* _Extract_
▼▼▼

Chinglish Pinyin Engrish

CPE is said to have completed a three hundred year ‘life cycle’, falling out of use from about 1900.[28] It might be argued however that the increasingly widespread teaching of Standard English in mainland China over the last century has ironically brought about a certain revitalisation of CPE in the form of ‘Chinglish,’ the poor English translations found in many public places, whose erroneous vocabulary and grammar arise in part from combinations of careless spelling, out of date textbooks, and literal translations of Chinese colloquialisms and idioms. A cause of amusement for foreigners and embarrassment to the Beijing government (who a month after their confirmation in 2002 as host for the 2008 Olympics Games, launched a campaign to eradicate Chinglish by this date),[29] its prevalence is apparent not only as a means of communication between locals and foreigners, but also between locals and peoples from other regions in China (whose dialects may be mutually unintelligible) as a lingua franca.

If ‘standard’ or ‘print’ languages come to hierarchically distinguish geographies and subjects, economically and politically empowered or disempowered according to their ability, or otherwise, to speak the ‘standard’, they also succeed in rendering other dialects (a social rather than linguistic distinction) inferior.[30] Like ‘Standard English’, the notion of ‘Standard Chinese’ serves nation and economy-building interests, belying a multiplicity of ethnicities and language.[31]

China… is not a simple, homogeneous nation, and the Chinese language has a complex political relationship to the notion of ‘China. Within China there is not just one language, but a multiplicity of languages, ranging from Tibetan and Mongolian to the majority Han language. Even in the Han language, the spoken form has hundreds of different varieties, many of them as different as Spanish from Italian. The official language, ‘Mandarin’, or putonghua, serves the same political function as English once did in the British Isles, to integrate the nation, or as English did for the old ‘British Empire’. Like English across the empire, even putonghua, the standard language, is spoken in different ways in different parts of mainland China, which have immediate political readings and effects. And then there are Taiwan and Hong Kong, with their form of the standard language existing alongside other forms of Chinese or other languages…[32]

Language is the mate of empire.[33]

A friend performs an interesting slippage, repeatedly referring to PIDGIN as PINYIN – in a sense, pidgin’s ‘other’. For whereas pinyin denotes a Romanised transliteration of written Chinese characters, authorised in the late 1950s in a drive to standardise Chinese in translation, pidgin (here in its Chinglish variations), by contrast,  may be said to arise out of unauthorised translations and ad hoc improvisations, occupying a fluid orality between written standards.[34] Where pinyin serves alongside Mandarin or Putonghua (literally, ‘common speech’) as a means of homogenising and solidifying Chinese against the dominance of English (and by extension against numerous other Chinese ‘dialects’), pidgin neither favours nor fears the supremacy of any language, sited as it is in the perforated borders in-between.

▲▲▲

* _Recorded information_
▼▼▼

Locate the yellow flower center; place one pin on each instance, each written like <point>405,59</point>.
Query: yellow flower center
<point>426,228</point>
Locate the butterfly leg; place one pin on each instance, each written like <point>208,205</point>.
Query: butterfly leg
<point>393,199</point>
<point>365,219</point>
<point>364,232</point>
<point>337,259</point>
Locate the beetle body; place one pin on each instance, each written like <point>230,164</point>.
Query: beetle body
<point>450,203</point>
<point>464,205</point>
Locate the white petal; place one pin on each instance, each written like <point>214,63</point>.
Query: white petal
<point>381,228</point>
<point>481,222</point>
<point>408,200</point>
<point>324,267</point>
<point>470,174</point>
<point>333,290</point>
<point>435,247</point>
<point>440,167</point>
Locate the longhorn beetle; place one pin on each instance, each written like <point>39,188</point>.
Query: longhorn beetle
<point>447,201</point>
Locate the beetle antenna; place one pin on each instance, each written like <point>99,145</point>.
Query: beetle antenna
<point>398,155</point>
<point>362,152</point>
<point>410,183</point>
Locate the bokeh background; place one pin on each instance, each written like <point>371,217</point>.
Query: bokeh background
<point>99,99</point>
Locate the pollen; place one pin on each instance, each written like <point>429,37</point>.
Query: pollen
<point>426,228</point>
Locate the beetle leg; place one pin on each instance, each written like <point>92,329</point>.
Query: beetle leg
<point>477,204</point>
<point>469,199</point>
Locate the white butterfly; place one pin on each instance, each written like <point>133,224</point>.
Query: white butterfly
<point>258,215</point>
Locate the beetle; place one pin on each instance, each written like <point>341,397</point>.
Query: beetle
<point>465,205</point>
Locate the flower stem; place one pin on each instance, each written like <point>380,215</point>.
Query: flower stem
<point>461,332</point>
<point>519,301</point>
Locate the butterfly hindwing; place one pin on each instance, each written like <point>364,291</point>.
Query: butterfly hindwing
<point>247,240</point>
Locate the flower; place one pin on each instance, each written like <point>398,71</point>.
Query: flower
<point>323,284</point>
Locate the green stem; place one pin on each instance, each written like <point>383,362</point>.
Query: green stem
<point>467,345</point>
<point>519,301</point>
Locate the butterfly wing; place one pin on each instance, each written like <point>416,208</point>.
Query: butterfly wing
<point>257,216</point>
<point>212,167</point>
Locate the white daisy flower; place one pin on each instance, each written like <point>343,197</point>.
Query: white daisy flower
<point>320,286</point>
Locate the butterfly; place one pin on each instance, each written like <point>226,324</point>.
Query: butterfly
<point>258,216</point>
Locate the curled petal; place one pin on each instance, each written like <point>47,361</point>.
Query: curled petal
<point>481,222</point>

▲▲▲

* _Exercise brief_
Continue the passage on Chinglish, pinyin, and pidgin, starting after its final sentence.

* _Response_
Since the 1984 signing of the Sino-British Joint Declaration on Hong Kong’s future, contestations over language as a site of power, authority and identity have been particularly evident in controversies surrounding the official medium of instruction in Hong Kong’s schools. In spite of the dominance of Anglo-Chinese schools during colonial rule, in which English was designated as the official language of instruction, the government continuously faced issues over the competency of usage and pervasiveness of Chinglish in teaching-learning process. Concurrently, recommendations regarding the learning of Putonghua have seen a shift from optional extracurricular activity to core curriculum subject, and as post-reunification trade with China continues to expand, so speculations increase that it will eventually supplant English and Cantonese as the language of instruction, power, government.[35]

Such trends have been met with resistance from those who regard Cantonese, and even Chinglish, as Hong Kong’s mother tongue, whose idiosyncracies are seen as crucial to its cultural identity. As Kwai-Cheung Lo writes,

… the vitality of Hong Kong’s language, many believe, lies precisely in its intractability to the taming by standard Chinese.

The language of Hong Kong… is a schizophrenic contextual combination of the vernacular Cantonese, the written form of Chinese, and verbal, written, and broken English. Many cultural critics of Hong Kong are proud of this hybrid language, and they see in this linguistic predicament as a positive opportunity both for constructing a critical discourse against pure Chinese national tradition and for problematizing the classic binary opposition between East and West.[36]

Abstract notions of an ‘essential’ Chinese (or English) subject and a ‘standard’ Chinese (or English) language often come hand in hand, concealing a multiplicity of mutually unintelligible languages, ethnicities and identities.[37] Enforced, according to Rey Chow, as “a sign of the systematic codification and management of ethnicity that is typical of modernity”, Lo identifies the role of a written or print standard in the suppression of “the political chaos of the voice, a chaos that disrupts the tidiness and self-transparency of the logos that is the nation”.[38] Chow adds that

Mandarin is, properly speaking, also the white man’s Chinese, the Chinese that receives its international authentication as “standard Chinese” in part because, among the many forms of Chinese speeches, it is the one inflected with the largest number of foreign, especially Western, accents.[39]

As such, linguistic competence in ‘standard Chinese’ functions to lend the Western ‘outsider’ professional credibility and academic authority, a “status symbol, an additional professional asset”, whilst for the so-called Chinese ‘insider’, the ability to speak the language is frequently taken as an index of ethnic authenticity. Conversely:

Those who are ethnically Chinese but for historical reasons have become linguistically distant or dispossessed are, without exception, deemed inauthentic and lacking. [40]

While mainland Chinglish arises out of pragmatic attempts to engage and deploy the economic lingua franca, Hong Kong Chinglish evidences its subjects’ imbrication and ambivalence in the linguistic negotiation of a British colonial past and Chinese sovereign present, from a predominantly Cantonese (culturally as well as politically subordinate) position. As a latter day pidgin used widely among young people, professionals, academics and government officials alike, Chinglish signals both a habitual and playful shuttling to and fro of subjects inside and between languages and cultures,[41] a wilful re-pidginisation that declares both an affinity to an ‘inauthentic’ heterogeneous locality, and a distance from ruling authorities or homogeneous nations.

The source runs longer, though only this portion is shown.